### O que fazer
(A) Responda a estas perguntas sobre o texto a respeito de superdotados e paranormais:
(i) Além de ser superdotado, que visão o gênio teria?
(ii) Que coisas uma pessoa com aptidão psi consegue fazer sem ter essas aptidões em estado normal?
(iii) De quem é a psicografia literária dada como exemplo?
(B) Devolva sem nenhuma mudança o trecho do texto sobre superdotados e paranormais que começa em "Denomina-se de superdotado" e vai até "possibilidades do futuro.".

Valter da Rosa Borges
Poderia um paranormal ou agente psi ser também um superdotado?
Caberia, de logo, estabelecer o conceito de superdotado, abrangendo não somente as manifestações superiores da inteligência nas pessoas em estado de vigília, mas também as atividades extraordinárias da mente humana que se verificam nos estados alterados de consciência em indivíduos denominados de paranormais.
Denomina-se de superdotado o indivíduo que demonstra uma inteligência acima da normal, em desempenhos de natureza física e intelectual, em determinada área específica da atividade humana. Um atleta, um escritor, um artista plástico, um filósofo ou um cientista pode ser um superdotado e até tido por um gênio, embora não haja um entendimento preciso do que seja genialidade. Poder-se-ia, no entanto, conceituar o gênio como o indivíduo que, além de superdotado, possua uma visão abrangente e profunda de seu tempo, da realidade e das possibilidades do futuro.
Certas pessoas, dotadas de aptidão psi, podem ser consideradas também como superdotadas. Trata-se de um talento sui generis, mediante o qual uma pessoa é capaz de escrever sobre assuntos que não conhece, fazer poesias, compor músicas ou pintar quadros, demonstrando, assim, aptidões que não possui em estado normal.
A título de exemplo, faremos um rápido comentário sobre a psicografia literária do famoso médium brasileiro Francisco Cândido Xavier.

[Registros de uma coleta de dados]

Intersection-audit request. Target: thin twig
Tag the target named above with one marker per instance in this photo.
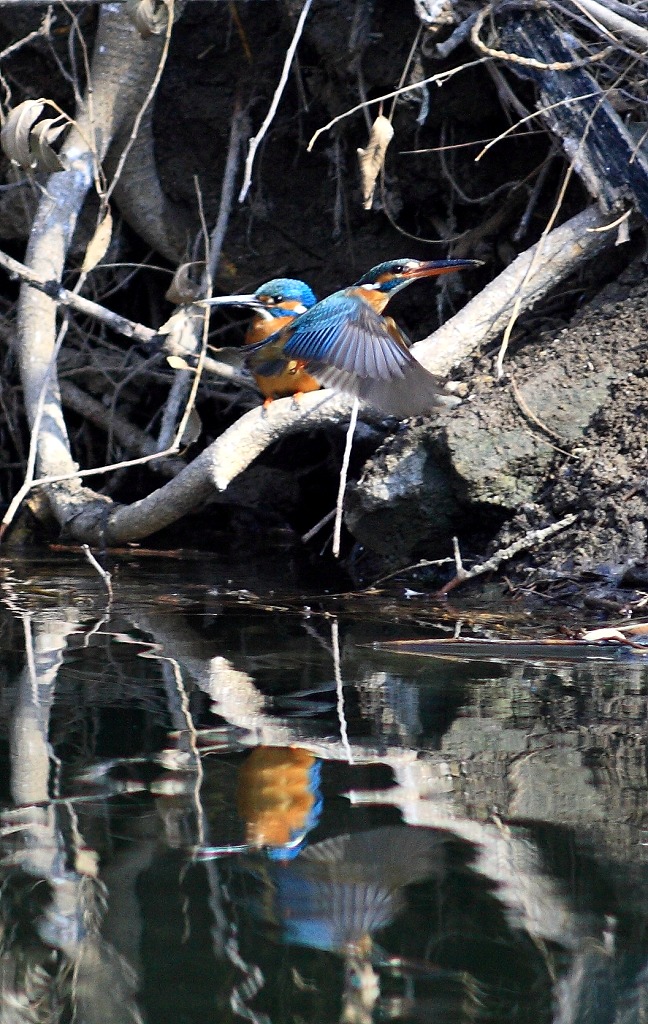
(337, 532)
(254, 142)
(339, 684)
(440, 79)
(530, 540)
(107, 580)
(318, 525)
(121, 325)
(67, 298)
(239, 122)
(147, 100)
(28, 482)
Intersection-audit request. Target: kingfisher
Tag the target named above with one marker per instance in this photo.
(276, 303)
(344, 342)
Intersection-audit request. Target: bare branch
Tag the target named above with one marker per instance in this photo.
(482, 320)
(254, 142)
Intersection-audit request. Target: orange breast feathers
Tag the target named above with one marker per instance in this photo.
(292, 380)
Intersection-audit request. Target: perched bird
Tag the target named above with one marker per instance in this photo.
(344, 341)
(276, 303)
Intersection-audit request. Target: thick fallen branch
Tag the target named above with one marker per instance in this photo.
(123, 68)
(483, 318)
(213, 469)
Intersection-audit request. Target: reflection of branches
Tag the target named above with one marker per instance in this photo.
(62, 906)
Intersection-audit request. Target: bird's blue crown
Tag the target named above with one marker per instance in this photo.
(290, 289)
(392, 271)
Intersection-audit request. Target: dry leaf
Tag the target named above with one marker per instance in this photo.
(192, 429)
(41, 138)
(98, 244)
(182, 290)
(177, 363)
(30, 144)
(372, 160)
(148, 16)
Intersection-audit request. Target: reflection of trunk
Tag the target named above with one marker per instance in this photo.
(45, 638)
(41, 840)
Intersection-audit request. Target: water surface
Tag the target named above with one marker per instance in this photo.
(220, 803)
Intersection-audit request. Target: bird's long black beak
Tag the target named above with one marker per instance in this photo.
(233, 300)
(432, 268)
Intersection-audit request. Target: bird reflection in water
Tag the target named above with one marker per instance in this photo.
(278, 799)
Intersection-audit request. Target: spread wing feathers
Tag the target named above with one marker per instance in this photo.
(346, 334)
(417, 392)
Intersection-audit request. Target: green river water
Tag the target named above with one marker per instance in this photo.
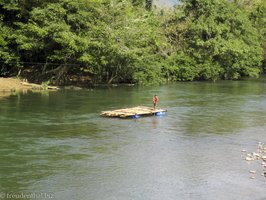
(54, 145)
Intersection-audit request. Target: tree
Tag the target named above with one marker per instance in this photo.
(217, 40)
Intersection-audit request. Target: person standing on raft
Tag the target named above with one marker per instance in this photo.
(155, 101)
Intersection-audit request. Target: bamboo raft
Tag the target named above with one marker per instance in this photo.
(135, 112)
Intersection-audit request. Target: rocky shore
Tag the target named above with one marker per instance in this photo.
(259, 155)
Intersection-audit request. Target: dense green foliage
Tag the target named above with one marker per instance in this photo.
(122, 41)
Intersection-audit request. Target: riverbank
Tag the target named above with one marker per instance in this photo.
(11, 84)
(15, 84)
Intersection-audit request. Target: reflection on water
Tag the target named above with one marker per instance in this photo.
(55, 142)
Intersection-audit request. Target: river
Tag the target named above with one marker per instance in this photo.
(55, 144)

### Os resultados
(A)
(i) Uma visão abrangente e profunda de seu tempo, da realidade e das possibilidades do futuro.
(ii) Escrever sobre assuntos que não conhece, fazer poesias, compor músicas ou pintar quadros.
(iii) Do médium brasileiro Francisco Cândido Xavier.

(B)
Denomina-se de superdotado o indivíduo que demonstra uma inteligência acima da normal, em desempenhos de natureza física e intelectual, em determinada área específica da atividade humana. Um atleta, um escritor, um artista plástico, um filósofo ou um cientista pode ser um superdotado e até tido por um gênio, embora não haja um entendimento preciso do que seja genialidade. Poder-se-ia, no entanto, conceituar o gênio como o indivíduo que, além de superdotado, possua uma visão abrangente e profunda de seu tempo, da realidade e das possibilidades do futuro.